Supplied data Block Start

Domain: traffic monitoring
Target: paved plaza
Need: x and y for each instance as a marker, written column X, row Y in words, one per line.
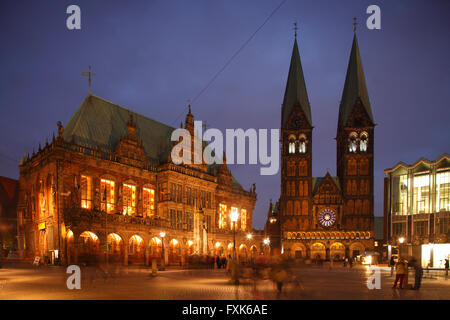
column 137, row 283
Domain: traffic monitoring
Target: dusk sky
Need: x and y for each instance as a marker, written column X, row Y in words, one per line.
column 151, row 56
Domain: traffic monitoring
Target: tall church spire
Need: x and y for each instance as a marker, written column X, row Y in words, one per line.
column 354, row 87
column 295, row 89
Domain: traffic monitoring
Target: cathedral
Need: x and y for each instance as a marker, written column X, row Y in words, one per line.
column 105, row 188
column 325, row 217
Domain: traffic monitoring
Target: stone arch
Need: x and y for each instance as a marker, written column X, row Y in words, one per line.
column 243, row 253
column 356, row 248
column 155, row 245
column 253, row 251
column 115, row 248
column 136, row 250
column 298, row 251
column 174, row 251
column 88, row 248
column 318, row 250
column 337, row 251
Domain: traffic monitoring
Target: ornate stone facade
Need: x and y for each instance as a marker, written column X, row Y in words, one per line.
column 325, row 217
column 105, row 188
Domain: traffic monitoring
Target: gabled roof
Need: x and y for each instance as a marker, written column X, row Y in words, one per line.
column 101, row 122
column 295, row 89
column 317, row 182
column 354, row 87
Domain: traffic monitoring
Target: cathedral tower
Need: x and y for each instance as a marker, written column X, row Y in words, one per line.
column 296, row 148
column 355, row 142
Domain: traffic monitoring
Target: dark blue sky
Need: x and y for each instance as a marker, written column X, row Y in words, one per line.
column 151, row 56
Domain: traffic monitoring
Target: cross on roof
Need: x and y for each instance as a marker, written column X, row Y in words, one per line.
column 89, row 74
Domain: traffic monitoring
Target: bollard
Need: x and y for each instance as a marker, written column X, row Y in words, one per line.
column 154, row 268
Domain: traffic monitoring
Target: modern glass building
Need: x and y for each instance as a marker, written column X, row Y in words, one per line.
column 417, row 210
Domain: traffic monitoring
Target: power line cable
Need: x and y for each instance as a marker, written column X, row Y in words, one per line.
column 227, row 63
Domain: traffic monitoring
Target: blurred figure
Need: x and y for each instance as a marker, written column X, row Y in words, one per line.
column 400, row 271
column 418, row 273
column 392, row 264
column 279, row 275
column 446, row 266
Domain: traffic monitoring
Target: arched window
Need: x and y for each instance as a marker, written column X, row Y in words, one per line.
column 353, row 142
column 363, row 141
column 302, row 144
column 291, row 143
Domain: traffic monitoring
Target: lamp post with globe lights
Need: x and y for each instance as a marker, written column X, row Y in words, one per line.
column 163, row 258
column 234, row 217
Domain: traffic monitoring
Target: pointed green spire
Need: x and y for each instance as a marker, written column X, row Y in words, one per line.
column 295, row 89
column 355, row 86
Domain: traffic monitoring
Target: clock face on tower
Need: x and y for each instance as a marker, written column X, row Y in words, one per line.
column 327, row 217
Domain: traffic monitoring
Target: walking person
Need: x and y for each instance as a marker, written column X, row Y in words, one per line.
column 446, row 266
column 418, row 274
column 400, row 271
column 392, row 264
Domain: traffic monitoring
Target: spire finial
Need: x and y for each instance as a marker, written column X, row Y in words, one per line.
column 89, row 74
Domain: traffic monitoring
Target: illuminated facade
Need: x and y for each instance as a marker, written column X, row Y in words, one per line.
column 417, row 209
column 105, row 186
column 325, row 217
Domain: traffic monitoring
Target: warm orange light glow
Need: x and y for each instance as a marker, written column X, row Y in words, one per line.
column 129, row 199
column 86, row 192
column 107, row 189
column 115, row 236
column 148, row 202
column 222, row 216
column 88, row 234
column 243, row 219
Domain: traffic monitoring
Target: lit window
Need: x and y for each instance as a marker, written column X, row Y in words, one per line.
column 107, row 187
column 421, row 194
column 129, row 199
column 243, row 219
column 363, row 142
column 86, row 192
column 352, row 146
column 149, row 202
column 443, row 191
column 222, row 216
column 302, row 144
column 234, row 210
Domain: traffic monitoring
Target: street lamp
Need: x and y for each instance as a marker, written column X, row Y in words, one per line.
column 234, row 217
column 163, row 259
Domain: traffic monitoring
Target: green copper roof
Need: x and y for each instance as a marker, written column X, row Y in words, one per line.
column 295, row 89
column 99, row 122
column 355, row 86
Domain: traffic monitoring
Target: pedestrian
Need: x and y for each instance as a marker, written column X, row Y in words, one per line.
column 446, row 266
column 392, row 264
column 400, row 271
column 418, row 274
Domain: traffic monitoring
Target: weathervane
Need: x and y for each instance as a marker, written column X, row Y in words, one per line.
column 88, row 74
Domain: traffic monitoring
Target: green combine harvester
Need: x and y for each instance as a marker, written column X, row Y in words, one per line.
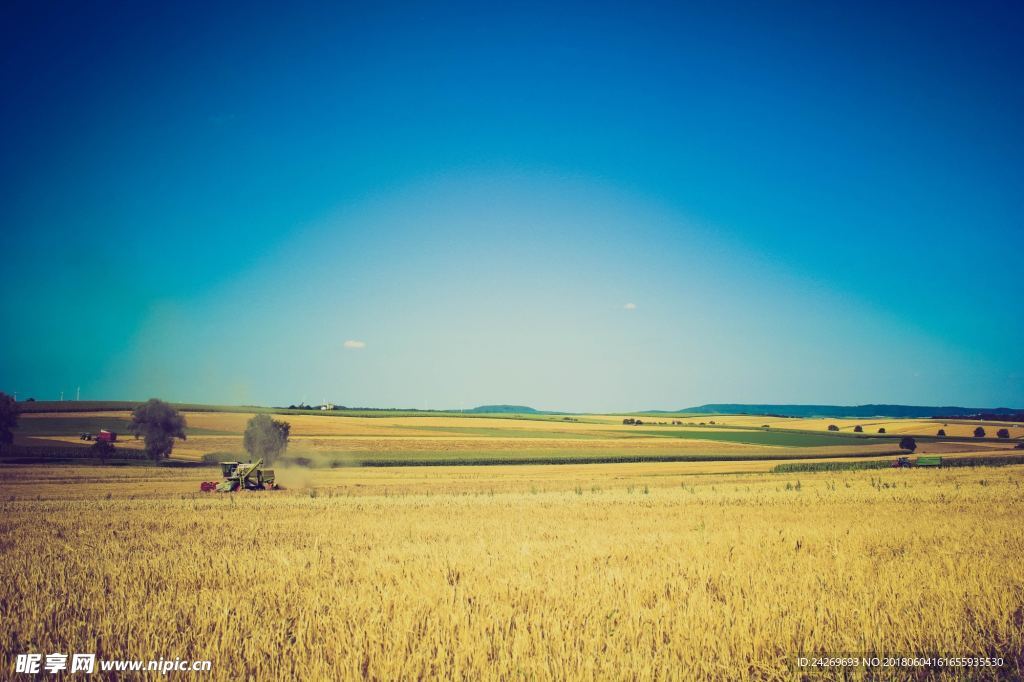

Supplied data Block End

» **Work task**:
Your answer should be each line from the entries that includes the string "tower".

» **Response**:
Target: cathedral tower
Target: clock face on tower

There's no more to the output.